=== EXCERPT TO READ ===

Whether in the form of a liquid, solid or gas, modern lubricants truly are pure liquid engineering. Through the blending of additives into different base stocks, lubricants can be designed to perform up to eight simultaneous functions, which allow them to operate in a host of differing environments and working conditions.


A LUBRICANT’S JOB

Webster’s Dictionary describes a lubricant as “a substance (e.g., oil, grease, or soap) which, when introduced between solid surfaces that move over one another, reduces resistance to movement, heat production, and wear by forming a fluid film between the surfaces.”

In short, the job of a lubricant is to separate, control and minimize the sacrificial and harmful effects of moving surfaces passing over one another under load, and at speed. It does this in the following eight definitive ways:


FUNCTION 1: Control and 
Minimize Friction

The primary function of every lubricant is to control and minimize the effects of friction.

When two solid surfaces passing over one another are allowed to come into contact under load, they “rub” together and produce dry friction requiring considerable energy to keep the surfaces moving. If no lubricant is present to separate the moving surfaces from each another, the surfaces will quickly heat up to a temperature where they can weld or lock together, resulting in a mechanical “seize.” If, enough power is available, the two surfaces can be “torn” apart, resulting in surface degradation and wear debris. Movement will continue until, eventually, the surfaces weld together (seize) permanently, causing the power source to stall and the machine to catastrophically fail.

The introduction of a lubricating film between the two wear surfaces is intended to create a full fluid film barrier (with a thickness of approximately 5 microns), that’s designed to separate and prevent surface-to-surface contact. Although a small amount of fluid friction is generated within the lubricant film, the energy required to move the surfaces over one another is but a small fraction of that required to overcome the surface-to-surface friction developed in the absence of a lubricant.


FUNCTION 2: Control and Minimize Wear
Note that a full lubricant film may not always be possible, and some metal-to-metal contact may occur under slow-moving, oscillating, heavy load, and lubricant-loss conditions. For those reasons, anti-wear additives that act as chemical “softening” agents on the metal surfaces can be added to a lubricant.

The lubricant chemistry is designed to coat metal surfaces with soft layers of metallic salts that include sulfides and phosphate additives. As the surfaces slide over one another, alternating load cycles can cause the softened high points (asperities) on each surface to collide with one another when film thickness is reduced. If the unit loading exceeds the sulfur phosphide film, a rupture can occur, and lead to a small metal-to-metal contact area. Localized heat then builds up, causing the two surfaces at the high point to “weld and break” that result in a micro-metal-particulate break, or asperity release, into the lubricant film.

Many lubricants are designed to control wear by promoting micro-surface degradation that allows asperity “tips” to be sacrificed easily without “tearing” the parent metal. This controlled sacrificial process is designed to occur during the machine or bearing’s initial “break in” period, thereby minimizing any continued surface wear under varying lubricant-film conditions.


FUNCTION 3: Control and Minimize Heat
When friction and wear levels are controlled and minimized, the amount of frictional heat produced is significantly reduced. Excessive heat can “cook” most lubricants and cause them to oxidize and become less effective. To combat this, antioxidant additives are added to the lubricant base stock.

=== DATA EXCERPT ===

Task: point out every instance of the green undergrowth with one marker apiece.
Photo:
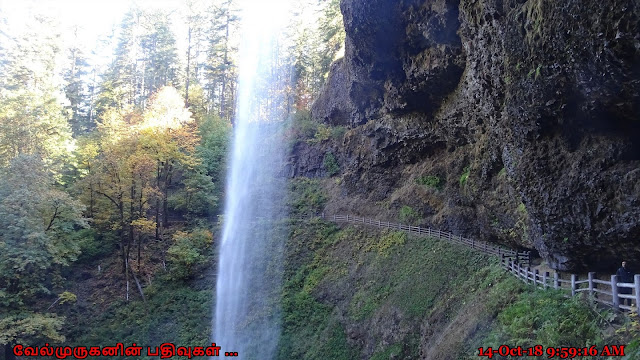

===

AIM OF THE EXERCISE :: Repeat the passage of the lubricant text between "Many lubricants are" and "lubricant base stock.", inclusive. The listing has no connection to the lubricant text.

COMPLETE RESPONSE ::
Many lubricants are designed to control wear by promoting micro-surface degradation that allows asperity “tips” to be sacrificed easily without “tearing” the parent metal. This controlled sacrificial process is designed to occur during the machine or bearing’s initial “break in” period, thereby minimizing any continued surface wear under varying lubricant-film conditions.


FUNCTION 3: Control and Minimize Heat
When friction and wear levels are controlled and minimized, the amount of frictional heat produced is significantly reduced. Excessive heat can “cook” most lubricants and cause them to oxidize and become less effective. To combat this, antioxidant additives are added to the lubricant base stock.